*To do*: Copy the following data verbatim, keeping every line unchanged.
· · · · ·
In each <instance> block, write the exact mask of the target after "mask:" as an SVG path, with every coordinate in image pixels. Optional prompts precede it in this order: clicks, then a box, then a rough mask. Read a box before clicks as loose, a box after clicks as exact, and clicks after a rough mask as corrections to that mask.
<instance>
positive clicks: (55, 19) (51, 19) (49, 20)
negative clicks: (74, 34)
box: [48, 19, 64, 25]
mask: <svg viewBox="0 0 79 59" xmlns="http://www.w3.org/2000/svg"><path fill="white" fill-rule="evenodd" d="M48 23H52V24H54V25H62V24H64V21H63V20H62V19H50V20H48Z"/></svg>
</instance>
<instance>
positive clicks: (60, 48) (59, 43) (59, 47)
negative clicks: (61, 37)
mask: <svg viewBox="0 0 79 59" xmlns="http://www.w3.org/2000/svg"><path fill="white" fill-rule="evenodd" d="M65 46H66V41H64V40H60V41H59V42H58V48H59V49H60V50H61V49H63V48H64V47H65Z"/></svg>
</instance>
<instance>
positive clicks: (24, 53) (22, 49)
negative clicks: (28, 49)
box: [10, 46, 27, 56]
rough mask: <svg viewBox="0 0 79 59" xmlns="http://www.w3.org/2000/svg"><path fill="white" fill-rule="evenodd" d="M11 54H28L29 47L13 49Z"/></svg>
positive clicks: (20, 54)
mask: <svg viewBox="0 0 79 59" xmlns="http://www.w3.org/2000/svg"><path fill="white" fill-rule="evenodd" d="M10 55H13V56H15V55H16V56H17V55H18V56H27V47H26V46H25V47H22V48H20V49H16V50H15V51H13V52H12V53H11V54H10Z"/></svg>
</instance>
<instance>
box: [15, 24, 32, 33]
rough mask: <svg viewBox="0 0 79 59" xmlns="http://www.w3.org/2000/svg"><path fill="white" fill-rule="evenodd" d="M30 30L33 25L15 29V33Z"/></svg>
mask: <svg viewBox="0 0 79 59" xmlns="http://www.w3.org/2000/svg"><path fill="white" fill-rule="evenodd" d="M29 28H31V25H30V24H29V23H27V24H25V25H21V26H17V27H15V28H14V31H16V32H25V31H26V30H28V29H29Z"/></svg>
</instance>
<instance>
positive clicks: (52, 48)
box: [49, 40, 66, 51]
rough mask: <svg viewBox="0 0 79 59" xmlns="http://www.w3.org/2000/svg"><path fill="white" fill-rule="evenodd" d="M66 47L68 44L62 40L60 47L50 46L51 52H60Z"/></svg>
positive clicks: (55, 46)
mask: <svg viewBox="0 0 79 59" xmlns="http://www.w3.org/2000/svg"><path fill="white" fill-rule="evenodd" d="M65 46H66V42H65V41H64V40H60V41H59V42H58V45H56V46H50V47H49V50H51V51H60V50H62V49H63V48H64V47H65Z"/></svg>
· · · · ·
*Reply to the task*:
In each <instance> block, write the exact mask of the target after "mask:" as an SVG path, with every coordinate in image pixels. Optional prompts precede it in this order: clicks, then a box, then a rough mask. Read a box before clicks as loose, a box after clicks as exact, and clicks after a rough mask as corrections to that mask.
<instance>
positive clicks: (55, 19) (51, 19) (49, 20)
negative clicks: (74, 34)
box: [48, 19, 64, 25]
mask: <svg viewBox="0 0 79 59" xmlns="http://www.w3.org/2000/svg"><path fill="white" fill-rule="evenodd" d="M48 23H52V24H54V25H62V24H64V21H63V20H62V19H50V20H48Z"/></svg>
</instance>
<instance>
positive clicks: (60, 48) (59, 43) (59, 47)
negative clicks: (61, 37)
mask: <svg viewBox="0 0 79 59" xmlns="http://www.w3.org/2000/svg"><path fill="white" fill-rule="evenodd" d="M65 46H66V41H64V40H60V41H59V42H58V48H59V49H60V50H61V49H63V48H64V47H65Z"/></svg>
</instance>
<instance>
positive clicks: (24, 53) (22, 49)
negative clicks: (28, 49)
box: [10, 46, 27, 56]
rough mask: <svg viewBox="0 0 79 59" xmlns="http://www.w3.org/2000/svg"><path fill="white" fill-rule="evenodd" d="M11 54H28L29 47L13 49Z"/></svg>
positive clicks: (20, 54)
mask: <svg viewBox="0 0 79 59" xmlns="http://www.w3.org/2000/svg"><path fill="white" fill-rule="evenodd" d="M10 55H13V56H15V55H16V56H17V55H18V56H27V47H26V46H25V47H22V48H20V49H16V50H15V51H13V52H12V53H11V54H10Z"/></svg>
</instance>
<instance>
box: [15, 24, 32, 33]
rough mask: <svg viewBox="0 0 79 59" xmlns="http://www.w3.org/2000/svg"><path fill="white" fill-rule="evenodd" d="M30 30L33 25L15 29V33Z"/></svg>
mask: <svg viewBox="0 0 79 59" xmlns="http://www.w3.org/2000/svg"><path fill="white" fill-rule="evenodd" d="M29 28H31V25H30V24H29V23H27V24H25V25H21V26H17V27H15V28H14V31H16V32H25V31H26V30H28V29H29Z"/></svg>
</instance>
<instance>
positive clicks: (52, 48)
box: [49, 40, 66, 51]
rough mask: <svg viewBox="0 0 79 59" xmlns="http://www.w3.org/2000/svg"><path fill="white" fill-rule="evenodd" d="M66 47L68 44L62 40L60 47L50 46L51 52H60Z"/></svg>
positive clicks: (55, 46)
mask: <svg viewBox="0 0 79 59" xmlns="http://www.w3.org/2000/svg"><path fill="white" fill-rule="evenodd" d="M65 46H66V42H65V41H64V40H60V41H59V42H58V45H56V46H50V47H49V50H51V51H60V50H62V49H63V48H64V47H65Z"/></svg>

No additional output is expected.